### [AIM]
Locate the line that contains "Look at the photo above. For each instance of the paved" in the entries below. Retype it and all following lines through the final one, character for character.

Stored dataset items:
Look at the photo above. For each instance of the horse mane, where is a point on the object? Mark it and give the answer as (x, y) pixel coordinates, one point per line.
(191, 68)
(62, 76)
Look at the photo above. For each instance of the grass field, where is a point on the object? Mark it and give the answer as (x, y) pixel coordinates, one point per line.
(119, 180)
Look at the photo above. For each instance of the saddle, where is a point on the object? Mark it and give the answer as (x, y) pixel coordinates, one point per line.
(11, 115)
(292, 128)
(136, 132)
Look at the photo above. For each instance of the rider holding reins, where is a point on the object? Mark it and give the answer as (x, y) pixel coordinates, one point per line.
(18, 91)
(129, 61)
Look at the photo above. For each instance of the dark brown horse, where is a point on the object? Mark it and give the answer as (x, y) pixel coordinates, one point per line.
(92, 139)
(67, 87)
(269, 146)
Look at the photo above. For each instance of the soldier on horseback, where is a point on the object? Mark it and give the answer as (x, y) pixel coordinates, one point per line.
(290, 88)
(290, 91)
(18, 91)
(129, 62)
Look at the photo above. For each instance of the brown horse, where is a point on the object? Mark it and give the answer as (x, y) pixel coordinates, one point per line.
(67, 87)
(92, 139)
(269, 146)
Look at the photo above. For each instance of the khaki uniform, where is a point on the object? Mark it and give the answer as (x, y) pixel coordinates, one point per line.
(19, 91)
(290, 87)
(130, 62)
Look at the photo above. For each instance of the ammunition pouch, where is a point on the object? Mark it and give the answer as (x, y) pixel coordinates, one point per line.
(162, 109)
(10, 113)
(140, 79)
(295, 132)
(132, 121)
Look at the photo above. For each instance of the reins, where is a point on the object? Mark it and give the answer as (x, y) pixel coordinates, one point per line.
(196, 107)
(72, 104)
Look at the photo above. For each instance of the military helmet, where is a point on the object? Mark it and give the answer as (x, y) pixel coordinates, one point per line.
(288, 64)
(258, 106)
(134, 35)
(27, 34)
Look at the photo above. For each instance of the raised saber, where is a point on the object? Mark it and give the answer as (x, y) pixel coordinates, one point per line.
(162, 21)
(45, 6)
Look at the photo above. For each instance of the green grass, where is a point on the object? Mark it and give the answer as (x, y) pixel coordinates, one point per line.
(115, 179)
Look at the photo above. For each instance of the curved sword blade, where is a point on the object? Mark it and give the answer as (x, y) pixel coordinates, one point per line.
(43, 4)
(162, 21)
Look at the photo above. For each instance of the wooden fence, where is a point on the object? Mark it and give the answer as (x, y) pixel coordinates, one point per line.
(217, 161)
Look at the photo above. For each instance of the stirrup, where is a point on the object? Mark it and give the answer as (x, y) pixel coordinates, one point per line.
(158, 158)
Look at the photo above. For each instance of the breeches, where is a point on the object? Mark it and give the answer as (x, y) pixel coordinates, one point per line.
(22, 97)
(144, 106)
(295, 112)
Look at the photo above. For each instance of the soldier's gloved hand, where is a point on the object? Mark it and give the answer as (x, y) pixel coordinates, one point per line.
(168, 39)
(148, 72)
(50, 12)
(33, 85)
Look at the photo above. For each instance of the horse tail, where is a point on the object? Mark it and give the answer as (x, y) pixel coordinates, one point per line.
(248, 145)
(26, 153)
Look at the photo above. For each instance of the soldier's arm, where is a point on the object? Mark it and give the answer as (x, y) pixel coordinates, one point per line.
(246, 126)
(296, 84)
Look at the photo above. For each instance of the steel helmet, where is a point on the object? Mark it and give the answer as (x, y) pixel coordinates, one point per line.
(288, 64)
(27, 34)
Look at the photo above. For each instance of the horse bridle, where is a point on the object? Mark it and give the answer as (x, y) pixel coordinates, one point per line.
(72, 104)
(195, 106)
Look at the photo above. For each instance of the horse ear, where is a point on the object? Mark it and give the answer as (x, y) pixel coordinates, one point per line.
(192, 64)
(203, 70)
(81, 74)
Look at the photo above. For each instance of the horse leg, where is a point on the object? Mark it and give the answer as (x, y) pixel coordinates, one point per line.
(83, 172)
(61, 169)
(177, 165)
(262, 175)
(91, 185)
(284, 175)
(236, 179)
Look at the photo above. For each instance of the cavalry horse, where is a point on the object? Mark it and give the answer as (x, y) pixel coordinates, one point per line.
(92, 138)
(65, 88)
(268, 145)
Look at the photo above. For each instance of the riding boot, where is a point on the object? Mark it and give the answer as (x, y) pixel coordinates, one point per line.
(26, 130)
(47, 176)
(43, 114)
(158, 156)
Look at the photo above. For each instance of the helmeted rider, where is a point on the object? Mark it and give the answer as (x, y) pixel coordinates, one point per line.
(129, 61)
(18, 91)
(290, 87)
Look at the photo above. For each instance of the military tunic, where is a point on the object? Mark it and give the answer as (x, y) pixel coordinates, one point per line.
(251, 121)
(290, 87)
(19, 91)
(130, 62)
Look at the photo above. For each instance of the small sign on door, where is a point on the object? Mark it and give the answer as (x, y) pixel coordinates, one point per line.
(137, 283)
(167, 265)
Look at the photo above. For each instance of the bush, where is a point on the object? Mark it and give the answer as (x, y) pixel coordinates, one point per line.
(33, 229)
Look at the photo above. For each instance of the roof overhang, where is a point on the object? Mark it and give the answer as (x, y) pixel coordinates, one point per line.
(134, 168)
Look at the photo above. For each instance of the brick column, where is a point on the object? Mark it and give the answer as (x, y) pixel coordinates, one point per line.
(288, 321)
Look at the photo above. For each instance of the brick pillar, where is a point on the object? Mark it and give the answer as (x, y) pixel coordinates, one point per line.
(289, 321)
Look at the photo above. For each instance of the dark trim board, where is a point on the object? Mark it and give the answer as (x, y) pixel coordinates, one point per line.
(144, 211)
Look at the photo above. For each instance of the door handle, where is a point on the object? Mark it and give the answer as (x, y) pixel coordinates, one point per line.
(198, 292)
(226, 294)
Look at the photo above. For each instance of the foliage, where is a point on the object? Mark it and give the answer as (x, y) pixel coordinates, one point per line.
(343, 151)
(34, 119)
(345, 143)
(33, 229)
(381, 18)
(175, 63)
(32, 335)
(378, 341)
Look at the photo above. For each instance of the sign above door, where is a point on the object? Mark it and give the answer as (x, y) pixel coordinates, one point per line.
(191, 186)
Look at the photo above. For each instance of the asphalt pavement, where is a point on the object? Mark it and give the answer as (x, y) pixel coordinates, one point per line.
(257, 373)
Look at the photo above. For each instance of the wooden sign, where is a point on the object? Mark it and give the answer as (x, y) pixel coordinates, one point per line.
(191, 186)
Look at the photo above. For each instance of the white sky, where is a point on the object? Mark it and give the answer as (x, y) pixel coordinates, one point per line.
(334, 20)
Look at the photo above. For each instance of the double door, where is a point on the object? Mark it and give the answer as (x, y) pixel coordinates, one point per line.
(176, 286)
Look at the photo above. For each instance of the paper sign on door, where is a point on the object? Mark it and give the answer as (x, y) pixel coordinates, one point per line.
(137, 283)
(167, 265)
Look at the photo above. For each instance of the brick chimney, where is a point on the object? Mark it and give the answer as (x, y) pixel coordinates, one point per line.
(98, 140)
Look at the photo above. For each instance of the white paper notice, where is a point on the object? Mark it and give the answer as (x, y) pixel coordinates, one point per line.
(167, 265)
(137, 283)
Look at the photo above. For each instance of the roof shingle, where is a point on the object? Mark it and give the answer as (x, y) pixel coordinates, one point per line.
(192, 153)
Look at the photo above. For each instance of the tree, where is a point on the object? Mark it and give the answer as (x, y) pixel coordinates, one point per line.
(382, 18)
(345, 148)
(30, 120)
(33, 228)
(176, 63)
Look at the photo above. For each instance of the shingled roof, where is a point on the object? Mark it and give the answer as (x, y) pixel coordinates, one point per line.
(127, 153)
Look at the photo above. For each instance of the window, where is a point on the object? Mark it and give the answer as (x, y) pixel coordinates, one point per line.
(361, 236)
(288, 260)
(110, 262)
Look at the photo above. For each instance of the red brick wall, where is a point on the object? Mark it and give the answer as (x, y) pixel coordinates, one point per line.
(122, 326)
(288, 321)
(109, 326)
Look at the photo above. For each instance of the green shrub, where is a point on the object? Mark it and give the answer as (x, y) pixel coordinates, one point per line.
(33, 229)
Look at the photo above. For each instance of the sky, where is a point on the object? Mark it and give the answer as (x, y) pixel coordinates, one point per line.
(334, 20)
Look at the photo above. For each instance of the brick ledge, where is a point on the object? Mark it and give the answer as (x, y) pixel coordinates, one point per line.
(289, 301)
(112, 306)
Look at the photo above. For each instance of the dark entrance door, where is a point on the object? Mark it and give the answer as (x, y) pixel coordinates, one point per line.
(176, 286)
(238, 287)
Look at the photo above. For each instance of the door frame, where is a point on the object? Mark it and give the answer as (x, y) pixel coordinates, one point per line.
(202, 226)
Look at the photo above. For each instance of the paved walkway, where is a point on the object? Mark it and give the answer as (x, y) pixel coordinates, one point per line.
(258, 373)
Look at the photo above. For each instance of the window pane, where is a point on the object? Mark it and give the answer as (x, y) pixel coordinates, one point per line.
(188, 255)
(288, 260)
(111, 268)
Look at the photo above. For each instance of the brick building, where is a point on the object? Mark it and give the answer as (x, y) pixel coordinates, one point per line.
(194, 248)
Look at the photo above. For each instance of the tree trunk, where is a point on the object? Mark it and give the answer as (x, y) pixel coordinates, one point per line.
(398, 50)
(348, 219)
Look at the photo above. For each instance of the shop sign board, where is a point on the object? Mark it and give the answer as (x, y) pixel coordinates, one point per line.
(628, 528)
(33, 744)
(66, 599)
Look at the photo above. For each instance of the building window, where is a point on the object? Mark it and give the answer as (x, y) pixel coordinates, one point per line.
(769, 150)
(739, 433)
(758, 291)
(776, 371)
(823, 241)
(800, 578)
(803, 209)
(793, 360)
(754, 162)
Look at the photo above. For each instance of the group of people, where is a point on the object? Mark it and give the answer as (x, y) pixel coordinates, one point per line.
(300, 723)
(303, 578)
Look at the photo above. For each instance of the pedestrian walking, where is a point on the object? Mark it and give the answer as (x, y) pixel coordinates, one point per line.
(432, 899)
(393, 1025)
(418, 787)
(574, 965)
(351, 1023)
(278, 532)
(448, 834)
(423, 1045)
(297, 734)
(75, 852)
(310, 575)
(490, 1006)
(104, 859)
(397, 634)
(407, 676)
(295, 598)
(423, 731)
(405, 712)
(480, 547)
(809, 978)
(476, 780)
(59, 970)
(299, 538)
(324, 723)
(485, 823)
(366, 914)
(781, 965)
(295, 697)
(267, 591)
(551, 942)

### [OUTPUT OF THE TASK]
Look at the photo above. For each instance of the paved walkway, where is a point on the object? Mark it and give the answer as (x, y) pixel coordinates, one point per line.
(258, 373)
Look at the photo above. For each instance of the window pane, where is a point on the object? Mark it and give the answer as (x, y) pixel coordinates, one point per line.
(188, 255)
(288, 260)
(111, 268)
Look at the photo above. For each instance of the brick building, where is a point on the object? Mark it and give the answer as (x, y) pixel coordinates, one point per line.
(194, 248)
Look at the photo above. For each instance of the tree trunk, where is a point on the object? Mark it and give the answer as (x, y) pixel coordinates, one point per line.
(398, 50)
(348, 219)
Look at the photo above. For each instance of the shop sign board, where is a point on the object? Mark it and give the answer as (x, y) pixel coordinates, one point per line.
(628, 528)
(33, 744)
(66, 599)
Look at the photo above. For each instance of the building window, where is a point on the object? Mark it and give the answer as (x, y) pixel coordinates, one point per line.
(769, 150)
(739, 433)
(758, 291)
(776, 371)
(823, 241)
(800, 578)
(803, 209)
(793, 360)
(754, 162)
Look at the photo above. For each instance of the group of people, where is a point on the object? Mark it and give the answer as (x, y) pixel coordinates, one point per line.
(300, 723)
(303, 578)
Look at the photo above. For each instance of the pedestrian walking, where is a point on the object? Mark it and give the answer as (x, y) pixel coordinates, one point per line.
(432, 899)
(393, 1025)
(418, 787)
(574, 965)
(351, 1023)
(278, 532)
(448, 834)
(423, 1045)
(297, 734)
(75, 852)
(310, 575)
(490, 1006)
(104, 859)
(397, 634)
(407, 676)
(295, 598)
(423, 731)
(405, 712)
(480, 547)
(809, 978)
(476, 780)
(59, 970)
(299, 538)
(324, 723)
(485, 823)
(366, 914)
(781, 965)
(295, 697)
(267, 591)
(551, 942)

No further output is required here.